| What to produce |
Pick out each line in the records below that contains the word "ceiling", matching case exactly, and copy those lines.

::: Given information :::

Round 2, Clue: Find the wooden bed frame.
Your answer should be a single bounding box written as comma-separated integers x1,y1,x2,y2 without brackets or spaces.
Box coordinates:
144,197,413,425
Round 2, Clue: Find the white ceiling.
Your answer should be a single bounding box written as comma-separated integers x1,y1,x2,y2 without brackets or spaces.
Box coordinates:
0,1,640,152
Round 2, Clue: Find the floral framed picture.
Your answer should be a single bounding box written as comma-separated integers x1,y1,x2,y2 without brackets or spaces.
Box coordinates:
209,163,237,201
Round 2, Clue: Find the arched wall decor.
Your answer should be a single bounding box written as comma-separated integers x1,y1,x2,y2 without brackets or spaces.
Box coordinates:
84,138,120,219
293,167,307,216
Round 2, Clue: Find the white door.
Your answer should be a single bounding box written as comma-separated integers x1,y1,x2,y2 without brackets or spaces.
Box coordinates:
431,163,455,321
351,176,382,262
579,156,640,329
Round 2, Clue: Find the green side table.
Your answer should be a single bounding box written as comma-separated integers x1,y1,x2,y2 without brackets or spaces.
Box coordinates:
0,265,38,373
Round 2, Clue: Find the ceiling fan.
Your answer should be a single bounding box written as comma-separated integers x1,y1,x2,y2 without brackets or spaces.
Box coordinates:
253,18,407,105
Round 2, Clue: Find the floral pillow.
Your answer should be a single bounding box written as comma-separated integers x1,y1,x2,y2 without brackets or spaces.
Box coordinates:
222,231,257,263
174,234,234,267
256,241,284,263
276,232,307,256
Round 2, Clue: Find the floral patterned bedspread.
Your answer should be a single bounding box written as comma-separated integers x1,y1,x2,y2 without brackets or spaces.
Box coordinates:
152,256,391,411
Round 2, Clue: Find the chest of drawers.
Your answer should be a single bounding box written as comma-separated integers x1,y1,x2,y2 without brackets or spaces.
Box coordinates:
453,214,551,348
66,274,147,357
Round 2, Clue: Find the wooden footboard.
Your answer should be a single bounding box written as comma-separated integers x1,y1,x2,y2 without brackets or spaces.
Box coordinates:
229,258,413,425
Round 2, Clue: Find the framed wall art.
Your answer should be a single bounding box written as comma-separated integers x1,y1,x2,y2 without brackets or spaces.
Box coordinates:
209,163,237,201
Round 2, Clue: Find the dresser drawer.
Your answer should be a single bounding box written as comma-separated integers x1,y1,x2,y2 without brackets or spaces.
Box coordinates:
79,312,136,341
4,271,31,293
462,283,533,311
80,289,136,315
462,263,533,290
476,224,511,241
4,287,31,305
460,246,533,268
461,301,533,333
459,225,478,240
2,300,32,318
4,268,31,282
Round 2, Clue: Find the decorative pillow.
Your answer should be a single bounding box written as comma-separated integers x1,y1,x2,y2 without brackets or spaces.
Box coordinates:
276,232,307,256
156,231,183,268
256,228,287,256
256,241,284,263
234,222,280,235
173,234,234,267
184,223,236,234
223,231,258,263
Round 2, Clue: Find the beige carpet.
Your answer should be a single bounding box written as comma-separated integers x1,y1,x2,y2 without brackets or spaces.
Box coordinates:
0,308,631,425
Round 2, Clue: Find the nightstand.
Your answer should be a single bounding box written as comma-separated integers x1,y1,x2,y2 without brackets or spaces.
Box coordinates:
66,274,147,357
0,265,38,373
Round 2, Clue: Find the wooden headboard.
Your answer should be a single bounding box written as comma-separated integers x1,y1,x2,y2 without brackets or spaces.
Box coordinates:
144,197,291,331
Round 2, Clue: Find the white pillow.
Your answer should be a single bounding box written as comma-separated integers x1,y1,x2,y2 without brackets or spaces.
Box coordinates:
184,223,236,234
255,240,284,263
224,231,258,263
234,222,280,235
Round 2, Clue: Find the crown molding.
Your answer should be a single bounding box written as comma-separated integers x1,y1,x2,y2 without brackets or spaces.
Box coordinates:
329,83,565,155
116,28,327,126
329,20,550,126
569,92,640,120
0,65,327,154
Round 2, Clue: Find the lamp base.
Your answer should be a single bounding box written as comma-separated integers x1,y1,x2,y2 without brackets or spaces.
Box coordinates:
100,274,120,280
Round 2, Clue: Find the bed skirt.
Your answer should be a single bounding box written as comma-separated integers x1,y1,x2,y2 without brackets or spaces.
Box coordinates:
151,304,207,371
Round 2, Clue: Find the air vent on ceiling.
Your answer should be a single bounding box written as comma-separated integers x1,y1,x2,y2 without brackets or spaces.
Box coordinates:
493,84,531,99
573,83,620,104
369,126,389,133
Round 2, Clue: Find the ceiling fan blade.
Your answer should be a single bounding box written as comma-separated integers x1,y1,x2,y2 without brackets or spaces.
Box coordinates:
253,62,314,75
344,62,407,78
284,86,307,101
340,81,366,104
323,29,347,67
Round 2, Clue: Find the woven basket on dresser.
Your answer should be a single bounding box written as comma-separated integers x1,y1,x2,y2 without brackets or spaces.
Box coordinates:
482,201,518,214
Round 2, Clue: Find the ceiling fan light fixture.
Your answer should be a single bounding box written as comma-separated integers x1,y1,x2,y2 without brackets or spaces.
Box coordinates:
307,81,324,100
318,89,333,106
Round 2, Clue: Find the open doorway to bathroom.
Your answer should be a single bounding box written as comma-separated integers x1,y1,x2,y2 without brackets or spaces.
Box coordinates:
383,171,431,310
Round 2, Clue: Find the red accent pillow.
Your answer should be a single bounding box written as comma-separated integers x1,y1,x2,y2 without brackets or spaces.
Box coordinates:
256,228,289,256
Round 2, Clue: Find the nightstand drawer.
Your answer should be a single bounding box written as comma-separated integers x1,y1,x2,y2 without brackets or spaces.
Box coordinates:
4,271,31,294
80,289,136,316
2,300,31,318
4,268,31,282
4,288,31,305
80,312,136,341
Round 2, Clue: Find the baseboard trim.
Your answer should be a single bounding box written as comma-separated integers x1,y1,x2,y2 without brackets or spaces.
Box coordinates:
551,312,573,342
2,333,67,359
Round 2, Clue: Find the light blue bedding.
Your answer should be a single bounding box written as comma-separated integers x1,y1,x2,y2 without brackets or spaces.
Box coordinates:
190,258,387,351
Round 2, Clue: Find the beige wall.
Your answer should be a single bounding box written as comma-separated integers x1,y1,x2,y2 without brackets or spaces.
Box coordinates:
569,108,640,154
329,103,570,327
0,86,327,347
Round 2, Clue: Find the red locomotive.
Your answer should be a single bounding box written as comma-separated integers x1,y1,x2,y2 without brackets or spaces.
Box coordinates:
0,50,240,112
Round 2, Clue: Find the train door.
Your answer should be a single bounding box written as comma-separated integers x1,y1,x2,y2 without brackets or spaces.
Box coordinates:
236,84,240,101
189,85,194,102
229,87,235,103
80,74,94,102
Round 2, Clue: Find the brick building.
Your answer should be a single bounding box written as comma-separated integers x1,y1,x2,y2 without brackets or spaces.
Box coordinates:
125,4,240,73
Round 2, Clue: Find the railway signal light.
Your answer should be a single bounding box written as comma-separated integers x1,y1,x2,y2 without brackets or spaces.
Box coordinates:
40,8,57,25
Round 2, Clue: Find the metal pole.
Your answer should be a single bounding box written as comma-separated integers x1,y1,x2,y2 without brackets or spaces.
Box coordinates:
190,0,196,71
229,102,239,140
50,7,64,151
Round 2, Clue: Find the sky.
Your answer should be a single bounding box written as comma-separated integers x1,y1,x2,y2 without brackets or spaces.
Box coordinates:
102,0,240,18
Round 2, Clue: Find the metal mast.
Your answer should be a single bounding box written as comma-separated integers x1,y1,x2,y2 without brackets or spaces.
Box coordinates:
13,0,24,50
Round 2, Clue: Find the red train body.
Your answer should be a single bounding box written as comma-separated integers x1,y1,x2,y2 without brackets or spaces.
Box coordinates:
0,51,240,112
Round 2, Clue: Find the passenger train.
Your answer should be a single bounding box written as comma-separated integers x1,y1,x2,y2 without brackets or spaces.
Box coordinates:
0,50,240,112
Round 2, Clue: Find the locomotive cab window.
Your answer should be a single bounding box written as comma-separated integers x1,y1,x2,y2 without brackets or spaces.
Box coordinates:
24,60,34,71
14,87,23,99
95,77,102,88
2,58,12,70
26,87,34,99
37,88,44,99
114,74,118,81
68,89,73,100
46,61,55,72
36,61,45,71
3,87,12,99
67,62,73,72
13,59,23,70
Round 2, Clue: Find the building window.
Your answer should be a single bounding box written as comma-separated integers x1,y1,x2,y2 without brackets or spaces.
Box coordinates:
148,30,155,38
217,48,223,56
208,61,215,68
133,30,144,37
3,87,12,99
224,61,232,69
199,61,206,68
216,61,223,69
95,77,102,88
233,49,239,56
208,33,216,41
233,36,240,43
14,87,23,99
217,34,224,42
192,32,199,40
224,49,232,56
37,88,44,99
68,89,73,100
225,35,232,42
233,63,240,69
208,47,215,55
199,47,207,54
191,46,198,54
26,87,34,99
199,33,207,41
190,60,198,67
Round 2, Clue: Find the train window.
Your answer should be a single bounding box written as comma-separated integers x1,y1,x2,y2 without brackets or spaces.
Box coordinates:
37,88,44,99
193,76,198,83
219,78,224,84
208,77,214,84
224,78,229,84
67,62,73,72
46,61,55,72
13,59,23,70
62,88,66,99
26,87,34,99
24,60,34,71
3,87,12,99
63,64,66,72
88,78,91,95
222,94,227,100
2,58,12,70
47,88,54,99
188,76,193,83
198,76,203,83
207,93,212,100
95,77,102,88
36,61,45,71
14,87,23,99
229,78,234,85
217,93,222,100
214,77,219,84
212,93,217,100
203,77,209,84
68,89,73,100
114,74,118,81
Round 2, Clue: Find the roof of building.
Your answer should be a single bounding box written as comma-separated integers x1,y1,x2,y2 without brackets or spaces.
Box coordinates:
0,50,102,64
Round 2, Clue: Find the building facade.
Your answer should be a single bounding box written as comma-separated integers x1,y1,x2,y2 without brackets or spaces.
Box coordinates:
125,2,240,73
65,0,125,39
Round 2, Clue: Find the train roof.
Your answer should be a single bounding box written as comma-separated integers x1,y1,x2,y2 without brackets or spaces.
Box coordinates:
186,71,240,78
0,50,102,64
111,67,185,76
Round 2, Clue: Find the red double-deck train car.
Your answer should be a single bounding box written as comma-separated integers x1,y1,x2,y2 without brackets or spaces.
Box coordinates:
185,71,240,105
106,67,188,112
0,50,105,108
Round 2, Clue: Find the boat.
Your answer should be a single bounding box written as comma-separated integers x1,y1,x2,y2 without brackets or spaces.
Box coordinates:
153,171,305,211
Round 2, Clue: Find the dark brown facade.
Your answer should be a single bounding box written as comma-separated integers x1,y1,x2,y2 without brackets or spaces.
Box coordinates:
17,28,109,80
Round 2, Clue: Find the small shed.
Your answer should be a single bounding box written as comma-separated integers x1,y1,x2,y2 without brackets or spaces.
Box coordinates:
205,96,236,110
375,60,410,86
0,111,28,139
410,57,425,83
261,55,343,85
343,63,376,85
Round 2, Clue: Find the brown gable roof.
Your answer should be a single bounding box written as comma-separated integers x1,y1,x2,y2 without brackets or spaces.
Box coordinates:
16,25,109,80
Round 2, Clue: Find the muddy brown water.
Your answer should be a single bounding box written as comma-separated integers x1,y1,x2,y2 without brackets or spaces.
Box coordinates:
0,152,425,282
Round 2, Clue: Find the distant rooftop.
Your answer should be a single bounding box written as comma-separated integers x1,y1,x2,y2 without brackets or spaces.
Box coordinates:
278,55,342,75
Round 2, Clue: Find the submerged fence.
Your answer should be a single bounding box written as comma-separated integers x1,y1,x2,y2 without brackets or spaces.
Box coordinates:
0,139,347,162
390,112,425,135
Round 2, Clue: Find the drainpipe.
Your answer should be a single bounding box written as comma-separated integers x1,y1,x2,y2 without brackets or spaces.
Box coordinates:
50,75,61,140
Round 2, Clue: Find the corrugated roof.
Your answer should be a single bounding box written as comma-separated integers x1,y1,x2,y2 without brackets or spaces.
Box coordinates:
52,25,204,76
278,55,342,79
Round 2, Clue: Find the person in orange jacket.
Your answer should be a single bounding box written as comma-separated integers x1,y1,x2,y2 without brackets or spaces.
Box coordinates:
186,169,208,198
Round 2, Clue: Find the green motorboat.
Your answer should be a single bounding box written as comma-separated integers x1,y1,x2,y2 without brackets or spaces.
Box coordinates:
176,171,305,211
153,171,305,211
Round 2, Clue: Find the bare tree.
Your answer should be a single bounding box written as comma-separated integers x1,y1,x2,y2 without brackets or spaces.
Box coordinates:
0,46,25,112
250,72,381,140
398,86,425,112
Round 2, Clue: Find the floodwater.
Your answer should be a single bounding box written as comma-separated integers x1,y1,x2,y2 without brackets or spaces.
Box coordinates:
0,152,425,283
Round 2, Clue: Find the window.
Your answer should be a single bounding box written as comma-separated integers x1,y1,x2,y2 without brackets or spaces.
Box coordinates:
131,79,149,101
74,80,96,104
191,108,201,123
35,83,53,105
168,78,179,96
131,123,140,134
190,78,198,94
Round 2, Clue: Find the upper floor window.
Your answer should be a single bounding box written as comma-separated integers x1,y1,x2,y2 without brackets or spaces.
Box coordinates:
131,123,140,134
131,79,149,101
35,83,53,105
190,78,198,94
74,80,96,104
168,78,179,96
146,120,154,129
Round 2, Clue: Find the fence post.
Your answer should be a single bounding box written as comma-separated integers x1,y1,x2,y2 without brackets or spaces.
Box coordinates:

:::

| Output for this exercise |
Round 2, Clue: Find the white ceiling.
Round 2, Clue: Find the ceiling fan.
Round 2, Clue: Find the air vent on ceiling.
Round 2, Clue: Find the ceiling fan blade.
Round 2, Clue: Find the ceiling fan light fixture.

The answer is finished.